(Beginning of EXTRACTED ENTRIES)
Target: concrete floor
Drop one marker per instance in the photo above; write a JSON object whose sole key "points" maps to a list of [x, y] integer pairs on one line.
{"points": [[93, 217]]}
(End of EXTRACTED ENTRIES)
(Beginning of EXTRACTED ENTRIES)
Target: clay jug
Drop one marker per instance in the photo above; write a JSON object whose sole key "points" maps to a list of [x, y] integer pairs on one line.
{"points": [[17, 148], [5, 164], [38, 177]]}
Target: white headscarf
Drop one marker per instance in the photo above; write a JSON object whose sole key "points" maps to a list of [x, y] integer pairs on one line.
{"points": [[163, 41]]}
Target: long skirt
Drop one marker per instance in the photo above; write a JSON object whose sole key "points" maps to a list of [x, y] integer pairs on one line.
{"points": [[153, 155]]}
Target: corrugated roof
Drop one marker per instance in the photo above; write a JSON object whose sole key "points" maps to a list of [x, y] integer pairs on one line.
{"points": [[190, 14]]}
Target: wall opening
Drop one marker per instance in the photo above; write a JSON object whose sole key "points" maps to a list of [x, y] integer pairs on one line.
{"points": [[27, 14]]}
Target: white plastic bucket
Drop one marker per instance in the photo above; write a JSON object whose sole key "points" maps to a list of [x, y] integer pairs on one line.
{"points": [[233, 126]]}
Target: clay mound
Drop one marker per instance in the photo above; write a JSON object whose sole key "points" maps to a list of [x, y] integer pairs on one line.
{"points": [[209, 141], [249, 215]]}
(End of EXTRACTED ENTRIES)
[REQUIRED WORK]:
Some lines in the material contain "white". Show all of them.

[RESPONSE AREA]:
Target: white headscarf
Target: white plastic bucket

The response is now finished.